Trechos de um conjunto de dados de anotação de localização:
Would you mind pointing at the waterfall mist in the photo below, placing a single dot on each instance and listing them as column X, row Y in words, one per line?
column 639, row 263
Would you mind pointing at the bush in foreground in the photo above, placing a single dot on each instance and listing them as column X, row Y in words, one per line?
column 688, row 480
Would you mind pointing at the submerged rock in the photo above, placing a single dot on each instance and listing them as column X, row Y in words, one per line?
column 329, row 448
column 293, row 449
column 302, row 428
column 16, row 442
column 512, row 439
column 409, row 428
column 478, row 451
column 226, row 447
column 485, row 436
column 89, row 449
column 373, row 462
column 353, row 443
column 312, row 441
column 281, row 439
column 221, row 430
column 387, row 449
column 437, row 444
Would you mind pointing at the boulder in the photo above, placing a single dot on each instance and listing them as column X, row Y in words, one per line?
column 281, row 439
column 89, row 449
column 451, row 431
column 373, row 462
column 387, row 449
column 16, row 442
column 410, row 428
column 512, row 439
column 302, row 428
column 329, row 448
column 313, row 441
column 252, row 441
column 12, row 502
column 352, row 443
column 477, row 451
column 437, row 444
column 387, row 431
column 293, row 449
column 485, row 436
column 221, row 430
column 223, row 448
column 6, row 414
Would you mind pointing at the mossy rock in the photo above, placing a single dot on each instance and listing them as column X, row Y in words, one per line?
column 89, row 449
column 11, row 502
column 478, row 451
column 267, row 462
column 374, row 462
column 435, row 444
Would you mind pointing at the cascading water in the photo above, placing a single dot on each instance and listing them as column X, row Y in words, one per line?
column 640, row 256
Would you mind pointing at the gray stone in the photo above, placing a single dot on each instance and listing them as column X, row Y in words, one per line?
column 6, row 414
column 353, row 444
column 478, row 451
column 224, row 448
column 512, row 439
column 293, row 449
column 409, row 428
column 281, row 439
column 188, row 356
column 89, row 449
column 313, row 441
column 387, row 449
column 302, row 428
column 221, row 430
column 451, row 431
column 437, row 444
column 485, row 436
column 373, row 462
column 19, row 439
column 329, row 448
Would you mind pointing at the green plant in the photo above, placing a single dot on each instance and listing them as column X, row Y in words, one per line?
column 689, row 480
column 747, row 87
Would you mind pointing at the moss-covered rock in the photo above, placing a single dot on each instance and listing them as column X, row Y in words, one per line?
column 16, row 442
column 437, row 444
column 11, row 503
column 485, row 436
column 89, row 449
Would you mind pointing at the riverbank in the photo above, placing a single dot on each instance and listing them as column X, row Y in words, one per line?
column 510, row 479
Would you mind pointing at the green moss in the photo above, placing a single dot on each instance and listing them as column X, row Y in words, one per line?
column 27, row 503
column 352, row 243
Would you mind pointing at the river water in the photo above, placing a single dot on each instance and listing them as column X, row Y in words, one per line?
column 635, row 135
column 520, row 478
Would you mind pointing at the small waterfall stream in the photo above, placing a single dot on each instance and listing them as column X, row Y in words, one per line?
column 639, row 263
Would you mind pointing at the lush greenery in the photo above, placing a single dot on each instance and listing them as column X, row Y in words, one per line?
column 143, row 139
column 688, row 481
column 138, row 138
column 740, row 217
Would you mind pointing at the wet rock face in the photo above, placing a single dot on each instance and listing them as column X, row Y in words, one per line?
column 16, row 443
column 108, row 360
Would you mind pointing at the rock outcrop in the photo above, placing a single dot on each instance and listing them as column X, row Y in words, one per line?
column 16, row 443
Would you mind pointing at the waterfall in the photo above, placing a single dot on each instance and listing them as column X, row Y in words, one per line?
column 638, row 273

Detalhes do exercício: Pode reescrever somente os registros entre as linhas que contêm "Would you mind pointing at the cascading" e "column 510, row 479", inclusive, trocando "gray stone" por "dark stone" e deixando todo o resto igual?

Exercício resolvido:
Would you mind pointing at the cascading water in the photo above, placing a single dot on each instance and listing them as column X, row Y in words, one per line?
column 640, row 256
Would you mind pointing at the dark stone in the photo above, placing a single dot on each instance and listing them as column X, row Y in words, one per line?
column 6, row 414
column 353, row 444
column 478, row 451
column 224, row 448
column 512, row 439
column 293, row 449
column 409, row 428
column 281, row 439
column 188, row 356
column 89, row 449
column 313, row 441
column 387, row 449
column 302, row 428
column 221, row 430
column 451, row 431
column 437, row 444
column 485, row 436
column 373, row 462
column 19, row 439
column 329, row 448
Would you mind pointing at the green plant in the photo above, placing a single dot on each instance and listing them as column X, row Y in words, one per line?
column 689, row 480
column 747, row 87
Would you mind pointing at the moss-covered rock in the photo above, placing a single dot on each instance and listing them as column X, row Y in words, one per line?
column 16, row 442
column 437, row 444
column 11, row 503
column 485, row 436
column 89, row 449
Would you mind pointing at the riverbank in the photo above, placing a single dot on each instance and listing them as column X, row Y in words, one per line?
column 510, row 479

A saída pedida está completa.